— start of Working data —

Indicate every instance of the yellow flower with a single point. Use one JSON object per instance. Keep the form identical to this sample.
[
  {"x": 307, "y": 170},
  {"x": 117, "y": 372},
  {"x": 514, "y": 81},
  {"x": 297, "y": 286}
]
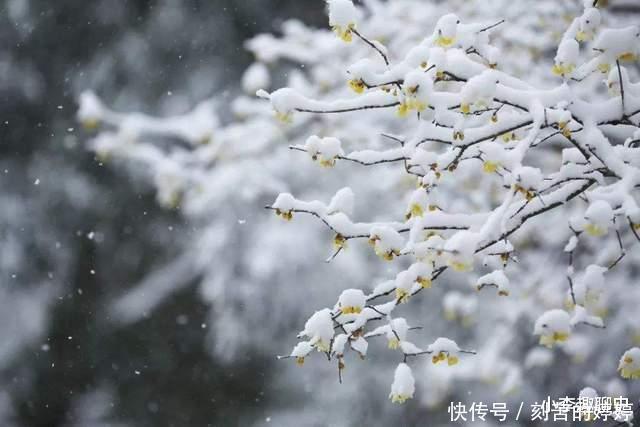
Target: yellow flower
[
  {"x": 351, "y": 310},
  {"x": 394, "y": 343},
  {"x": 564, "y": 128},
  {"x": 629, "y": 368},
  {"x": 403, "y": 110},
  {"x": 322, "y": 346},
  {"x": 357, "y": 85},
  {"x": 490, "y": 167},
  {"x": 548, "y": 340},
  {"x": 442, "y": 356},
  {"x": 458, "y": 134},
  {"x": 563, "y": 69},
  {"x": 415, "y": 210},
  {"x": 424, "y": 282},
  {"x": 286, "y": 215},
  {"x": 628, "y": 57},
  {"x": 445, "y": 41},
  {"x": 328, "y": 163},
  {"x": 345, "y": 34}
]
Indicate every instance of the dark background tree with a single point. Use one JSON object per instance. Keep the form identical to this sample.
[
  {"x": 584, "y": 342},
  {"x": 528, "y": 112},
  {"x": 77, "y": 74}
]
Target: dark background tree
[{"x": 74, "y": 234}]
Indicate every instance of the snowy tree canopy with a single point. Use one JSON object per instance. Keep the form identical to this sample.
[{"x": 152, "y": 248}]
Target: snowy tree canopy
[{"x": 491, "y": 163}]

— end of Working data —
— start of Working data —

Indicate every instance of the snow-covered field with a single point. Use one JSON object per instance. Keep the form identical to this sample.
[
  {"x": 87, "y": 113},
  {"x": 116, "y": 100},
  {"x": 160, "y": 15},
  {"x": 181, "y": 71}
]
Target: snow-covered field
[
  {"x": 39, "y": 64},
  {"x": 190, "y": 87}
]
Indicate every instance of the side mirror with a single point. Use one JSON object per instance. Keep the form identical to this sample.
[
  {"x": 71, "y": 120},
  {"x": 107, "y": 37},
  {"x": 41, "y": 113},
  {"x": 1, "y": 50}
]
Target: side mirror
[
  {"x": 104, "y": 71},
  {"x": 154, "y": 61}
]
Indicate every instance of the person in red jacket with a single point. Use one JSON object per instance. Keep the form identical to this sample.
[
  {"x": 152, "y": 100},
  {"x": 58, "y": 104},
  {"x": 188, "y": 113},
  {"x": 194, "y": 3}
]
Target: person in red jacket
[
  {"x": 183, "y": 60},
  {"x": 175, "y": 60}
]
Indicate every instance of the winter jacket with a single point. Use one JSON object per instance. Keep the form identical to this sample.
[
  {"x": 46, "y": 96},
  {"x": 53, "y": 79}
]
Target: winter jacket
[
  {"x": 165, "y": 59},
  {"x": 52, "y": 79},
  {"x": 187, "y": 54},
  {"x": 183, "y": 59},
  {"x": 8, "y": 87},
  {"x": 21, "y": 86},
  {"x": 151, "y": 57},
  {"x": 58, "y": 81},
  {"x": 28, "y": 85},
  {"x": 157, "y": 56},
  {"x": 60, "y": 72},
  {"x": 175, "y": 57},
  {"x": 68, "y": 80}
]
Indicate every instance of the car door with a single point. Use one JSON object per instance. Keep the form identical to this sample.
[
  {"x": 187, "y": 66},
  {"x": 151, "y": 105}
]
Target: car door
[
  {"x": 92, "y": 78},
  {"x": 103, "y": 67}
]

— end of Working data —
— start of Working data —

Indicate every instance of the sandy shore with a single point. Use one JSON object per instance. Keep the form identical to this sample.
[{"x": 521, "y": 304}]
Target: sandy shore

— end of Working data —

- **Exercise brief**: Extract every line in the items above that contains the word "tree", treating uppercase and lowercase as different. Copy each matching line in full.

- **Output**:
Indicate every instance of the dark background tree with a single point. Use one JSON object per instance. Keep the form identical to this sample.
Target: dark background tree
Indicate every instance of the snowy tree canopy with a single point. Use one JSON object per instance. Keep the form identical to this sample.
Target: snowy tree canopy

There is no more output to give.